EXTRACT PROVIDED
┌────────
It may be noted that an individual wheat SSR primer pair amplified loci in 2 to 10 of the 14 species, which also included species containing genomes other than those present in bread wheat (A, B and D). Therefore, each of the wheat SSR seems to be derived from a corresponding SSR in the presumed ancestral Triticeae genome and is conserved in several diploid and tetraploid species of Triticeae having varied genomic constitutions. In the past, a high proportion of SSRs developed. from T. aestivum and Ae. tauschii were also shown to be functional in related diploid species containing either A or B or D genome confirming their transferability and conservation across Triticeae species (Sourdille et al. 2001; Guyomarc'h et al. 2002). Such conserved wheat SSRs may be used in studies on polymorphism, genetic diversity, gene mapping and synteny conservation across different species of Triticeae.

The cases of failures of amplification of microsatellite loci in some of the species examined during the present study were classified as null alleles. It was assumed that such null alleles might have resulted either due to modification of the primer-binding site or to the loss of corresponding SSR during the course of evolution. Fourteen of the 15 microsatellite primer pairs detected null alleles in one or more (1 to 10) different species containing different genomes. Interestingly, some of the primer pairs that amplified loci on chromosomes of A/B genomes of bread wheat, were found to amplify loci in Ae. tauschii, which is the diploid progenitor of D genome. Similarly, there were SSR loci that belonged to the D genome of bread wheat, but were amplified in diploid species with an A genome (T. urartu) (Tables 1 and 2). This means that during the evolution of bread wheat, some of the SSR loci found in a particular genome of a diploid progenitor species were either lost, or carried a mutation in the primer binding site leading to the origin of a null allele. In several recent studies involving artificially synthesized and naturally occurring allopolyploids of Triticeae, it was shown that allopolyploidization either induced elimination or caused cytosine methylation of certain unique and repetitive DNA sequences (Ozkan et al. 2001; Shaked et al. 2001). However, in studies conducted in hexaploid wheat and related species, Southern hybridization with probes carrying sequences corresponding to SSR primers gave a positive signal in related species having null alleles. This suggested that the locus specificity of SSRs in bread wheat probably originated due to mutations in primer binding sites rather than due to loss of SSRs themselves in related genomes during polyploidization (Guyomarc'h et al. 2002).
└────────
PROMPT
Could you extend the passage on wheat SSR transferability and null alleles, starting right after its final sentence?

GIVEN INFORMATION
┌────────
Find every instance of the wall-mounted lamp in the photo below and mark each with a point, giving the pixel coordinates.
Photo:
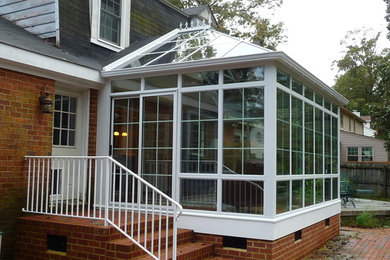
└────────
RESPONSE TO THIS TASK
The average number of alleles per locus in 14 species was 6.6 with a range of 4 to 11 (Table 2). The maximum number of 11 alleles (120 bp to 177 bp) was observed at Xwmc25-2D carrying (GT)n. The polymorphic information content (PIC) varied from 0.386 for WMC44 to 0.780 for WMC149 (Table 2). The average number of alleles in the present study was slightly lower than an average of 7.5 alleles per locus reported by us within bread wheat in an earlier study, where 20 WMC SSRs were tried on 55 genotypes (Prasad et al. 2000). We believe that fewer alleles per locus in the present study could be due to small sample, so that a bigger sample having many more species each represented by several accessions should resolve many more alleles on each SSR locus.

In the present study no single primer pair was adequate to discriminate all the 14 species studied. However, two different pairs of SSRs, one consisting of WMC243 and WMC415, and the other consisting of WMC35 and WMC404, each discriminated all the 14 species. In our earlier study on bread wheat it was shown that 12 microsatellite markers discriminated. 48 genotypes out of 55 genotypes studied (Prasad et al. 2000). The present study thus suggested that in addition to their use in discriminating accessions belonging to a particular species like bread wheat, SSR markers can also be used for discriminating different species of Triticeae.

Acknowledgments

Financial support from the Department of Biotechnology (DBT), New Delhi and the Council of Scientific and Industrial Research (CSIR), Government of India is gratefully acknowledged. Thanks are also due to Prof. H.S. Dhaliwal of Punjab Agricultural University, India for supply of seed material.